**AIM:**
Please switch "Target" to "Object" throughout the entries below, changing nothing else, and leave the pictures out of your copy.

** Start RECORDS TO PROCESS **

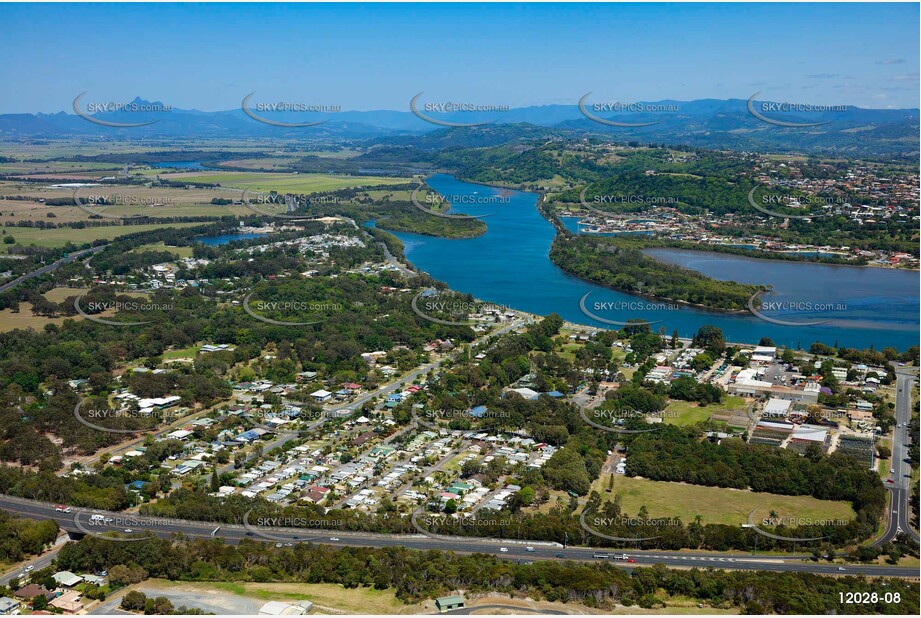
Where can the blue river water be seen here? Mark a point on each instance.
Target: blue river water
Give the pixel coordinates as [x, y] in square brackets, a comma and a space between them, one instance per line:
[510, 265]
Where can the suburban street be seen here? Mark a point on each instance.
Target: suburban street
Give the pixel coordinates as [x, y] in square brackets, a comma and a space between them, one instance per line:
[38, 562]
[517, 550]
[47, 268]
[900, 489]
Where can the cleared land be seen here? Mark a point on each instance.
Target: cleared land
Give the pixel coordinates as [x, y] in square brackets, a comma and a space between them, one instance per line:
[61, 236]
[160, 246]
[244, 595]
[289, 183]
[690, 412]
[715, 505]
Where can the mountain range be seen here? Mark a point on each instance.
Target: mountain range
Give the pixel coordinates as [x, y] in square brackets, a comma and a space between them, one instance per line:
[704, 123]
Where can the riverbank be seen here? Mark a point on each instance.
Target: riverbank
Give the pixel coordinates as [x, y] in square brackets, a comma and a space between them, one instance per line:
[510, 265]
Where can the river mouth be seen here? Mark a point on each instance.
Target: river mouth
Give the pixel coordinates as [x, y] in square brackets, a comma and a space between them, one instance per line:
[510, 265]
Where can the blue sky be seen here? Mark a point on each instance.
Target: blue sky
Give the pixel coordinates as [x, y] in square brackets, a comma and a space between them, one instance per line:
[377, 56]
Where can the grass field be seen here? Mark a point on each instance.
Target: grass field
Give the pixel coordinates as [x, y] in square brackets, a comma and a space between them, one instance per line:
[160, 246]
[715, 505]
[689, 412]
[332, 596]
[189, 352]
[289, 183]
[60, 237]
[24, 319]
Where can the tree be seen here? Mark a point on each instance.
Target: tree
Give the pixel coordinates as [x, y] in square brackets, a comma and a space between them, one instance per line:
[710, 338]
[134, 600]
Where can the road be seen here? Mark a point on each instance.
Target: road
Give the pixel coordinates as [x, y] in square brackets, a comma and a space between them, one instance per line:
[900, 489]
[516, 549]
[423, 369]
[47, 268]
[38, 563]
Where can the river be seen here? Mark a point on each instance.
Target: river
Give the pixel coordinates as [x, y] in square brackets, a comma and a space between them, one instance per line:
[510, 265]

** End RECORDS TO PROCESS **

**THE REPLY:**
Where can the blue river water be seen here? Mark a point on each instance.
Object: blue river water
Give the pixel coordinates as [x, y] in square brackets, a comma and a space between them, one instance per line:
[510, 265]
Where can the suburban street be seen here? Mark a point on each instance.
Object: suburban street
Give the pixel coordinates as [x, y] in square brackets, a comma and a space between them, one instance per line:
[38, 562]
[517, 550]
[47, 268]
[900, 489]
Where can the cleared land be seen here? Mark a point on each instance.
Object: cleared land
Give the pixel coordinates as [x, y] in square brackets, a comma and a space between them, one instance per line:
[61, 236]
[160, 246]
[244, 595]
[289, 183]
[690, 412]
[715, 505]
Where can the mountain range be seen here? Mark a point on each instance.
Object: mountain range
Give the pixel coordinates as [x, y] in square brackets, a comma and a space between them, one instance per line:
[704, 123]
Where can the riverbank be seen here? Mark a point on each instance.
Object: riverbank
Give the pixel coordinates as [x, y] in square brackets, a comma and a space between them, one instance per line:
[510, 265]
Where can the river mouth be seen here? Mark a point on each instance.
Object: river mouth
Give the pixel coordinates as [x, y] in square brackets, a comma and a space between them, one instance per line:
[510, 265]
Where can the blue sky be seen here? Mark a point on each instance.
Object: blue sky
Give the pixel coordinates as [x, y] in square brackets, a comma and a space between them, one instance per line:
[377, 56]
Where can the grass field be seen here? Mark a point on each instance.
Object: grass field
Give the pixel coordinates as [x, y] in square brackets, a comma and a space between them, one instance per line:
[160, 246]
[715, 505]
[689, 412]
[332, 596]
[189, 352]
[289, 183]
[60, 237]
[24, 319]
Where can the tree be seen here? Mark a point on each instance.
Object: tree
Give the pixel coordinates as [x, y] in square brackets, a comma and a space between them, one instance per line:
[710, 338]
[134, 600]
Where can the road be seen here? Mark a point on each instance.
Object: road
Give the pixel coordinates as [x, y] in square brackets, a comma and a space between them, one instance per line:
[900, 489]
[516, 549]
[423, 369]
[47, 268]
[38, 563]
Where can the river be seen here? Mark a point on each instance.
Object: river
Give the pixel coordinates as [x, y] in square brackets, a comma and a space between them, one instance per line:
[510, 265]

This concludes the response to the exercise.